Lo specchio in cui guardano per proporre che i paesi del sud Europa, come la Spagna, creino una nuova area con una nuova moneta è l’ALBA, l’alleanza bolivariana formata da Cuba, Venezuela, Bolivia e Ecuador, tra gli altri paesi. E quello in cui non vogliono guardare è quello dell’Unione Europea che, a loro giudizio, sta essendo «colonizzata» dalla Germania. Luciano e Rita sono due economisti marxisti italiani. Lui è anche professore all’università “La Sapienza” di Roma e lei è rappresentante della Federazione Sindacale Mondiale presso l’organizzazione delle Nazioni Unite per l’alimentazione e l’agricoltura (FAO).

 
In Italia sono stati applicati i tagli prima che in Spagna per tentare di arginare la crisi. Sono stati efficaci?
Luciano Vasapollo.- Prima bisogna chiarire che non siamo di fronte ad una crisi ciclica e congiunturale, ma sistemica, di modello, per questo è difficile uscirne. La Banca Centrale Europea sta applicando ai paesi mediterranei (Grecia, Italia, Spagna e Portogallo) la stessa politica che il Fondo Monetario Internazionale applicava i paesi dell’America Latina. Questo significa tagliare la spesa sociale e i diritti dei lavoratori e privatizzazioni. Questa che chiamano politica di austerità non permette di uscire dalla crisi, perché origina una crisi, non solo finanziaria, ma economica, sociale e di domanda. Se la gente non ha salario perché è precaria nel lavoro, non si può pensare a una crescita. Questa crisi genera un fallimento completo del welfare state. La Germania sta colonizzando i paesi mediterranei.

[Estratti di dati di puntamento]
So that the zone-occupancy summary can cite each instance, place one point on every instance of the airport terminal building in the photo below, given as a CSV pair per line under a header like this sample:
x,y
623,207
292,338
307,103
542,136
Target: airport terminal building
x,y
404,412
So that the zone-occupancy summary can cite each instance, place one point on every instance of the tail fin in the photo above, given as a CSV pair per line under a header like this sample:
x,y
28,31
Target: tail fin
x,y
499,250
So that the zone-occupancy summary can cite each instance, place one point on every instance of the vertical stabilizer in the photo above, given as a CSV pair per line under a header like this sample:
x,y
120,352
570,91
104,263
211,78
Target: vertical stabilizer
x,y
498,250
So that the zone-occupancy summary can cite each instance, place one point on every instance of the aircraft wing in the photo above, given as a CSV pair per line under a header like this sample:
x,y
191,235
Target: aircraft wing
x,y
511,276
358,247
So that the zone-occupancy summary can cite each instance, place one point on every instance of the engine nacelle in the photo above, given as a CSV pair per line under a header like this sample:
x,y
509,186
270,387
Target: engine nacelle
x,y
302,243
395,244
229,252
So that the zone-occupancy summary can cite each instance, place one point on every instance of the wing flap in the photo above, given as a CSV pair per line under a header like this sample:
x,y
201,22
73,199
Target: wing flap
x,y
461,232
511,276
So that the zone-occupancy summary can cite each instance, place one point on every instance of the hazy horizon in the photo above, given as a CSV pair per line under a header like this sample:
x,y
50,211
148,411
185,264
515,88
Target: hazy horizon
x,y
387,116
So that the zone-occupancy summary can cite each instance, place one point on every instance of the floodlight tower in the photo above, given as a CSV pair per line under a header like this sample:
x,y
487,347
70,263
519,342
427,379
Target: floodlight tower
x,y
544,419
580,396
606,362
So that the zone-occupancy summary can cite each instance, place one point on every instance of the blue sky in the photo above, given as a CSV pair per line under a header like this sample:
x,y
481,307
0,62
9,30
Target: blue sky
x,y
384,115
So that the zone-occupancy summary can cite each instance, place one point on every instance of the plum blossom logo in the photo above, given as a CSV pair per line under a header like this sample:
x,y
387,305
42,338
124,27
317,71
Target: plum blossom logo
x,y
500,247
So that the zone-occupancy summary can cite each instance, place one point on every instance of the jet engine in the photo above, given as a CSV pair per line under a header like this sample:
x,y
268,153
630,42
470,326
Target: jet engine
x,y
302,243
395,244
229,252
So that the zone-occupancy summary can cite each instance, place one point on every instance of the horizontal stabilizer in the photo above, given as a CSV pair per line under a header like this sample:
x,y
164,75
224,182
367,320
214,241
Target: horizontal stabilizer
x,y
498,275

CONSEGNA 1:
Rispondi a queste domande sul brano sulla crisi europea:
(a) Quali paesi sono indicati come membri dell'ALBA?
(b) Presso quale organizzazione Rita rappresenta la Federazione Sindacale Mondiale?
(c) A quali paesi mediterranei la Banca Centrale Europea sta applicando la politica descritta da Luciano Vasapollo?
CONSEGNA 2: Prosegui il brano sulla crisi europea a partire dalla sua ultima frase.
Le righe sono materiale a sé, distinto dal brano.

RISULTATO 1:
(a) Cuba, Venezuela, Bolivia ed Ecuador, tra gli altri paesi.
(b) Presso l'organizzazione delle Nazioni Unite per l'alimentazione e l'agricoltura (FAO).
(c) Grecia, Italia, Spagna e Portogallo.

RISULTATO 2:
Rita Martufi.- In Italia dopo l’inizio del governo tecnico di Monti si sono applicate leggi che nel precedente governo delle destre di Berlusconi non era stato possibile fare. Ora con la paura della crisi tutti pensano che è giusto fare sacrifici e accettare le regole della Germania. Questo va contro i lavoratori. Io faccio parte di un sindacato di classe, l’unico che ha fatto uno sciopero generale. I sindacati tradizionali accettano completamente quello che dice il governo Monti.

I sindacati hanno perduto la capacità di mobilitazione come in Spagna – eccetto nelle manifestazioni dello sciopero generale del 14 novembre?

R.M.- I sindacati storici sono in crisi perché i lavoratori non credono in loro. La gente è molto delusa. Mobilitare la gente a scendere in strada è molto difficile perché pensa che non è questo il modo di risolvere le cose.

Che ve ne pare del fatto che stanno marcando stretti Italia e Spagna?

L.V.-  I governi di Italia e Spagna stanno applicando completamente la politica della Banca Centrale, a cui non interessa proteggere il lavoratore, ma costruire un’Europa di carattere imperialista. Nella competizione globale dell’euro con il dollaro, c’è l’obbligo di una Germania fortemente esportatrice e dei paesi mediterranei con una vocazione importatrice e di debito pubblico, che non è stato creato dai lavoratori, che non va in investimenti sociali, ma verso il sistema finanziario.
R.M.- Si parla della possibilità di fare un’Europa a due velocità. Questo si deve evitare. Non è una soluzione, è un rischio e un grave problema per i paesi come il nostro.

Che soluzioni proponete per uscirne?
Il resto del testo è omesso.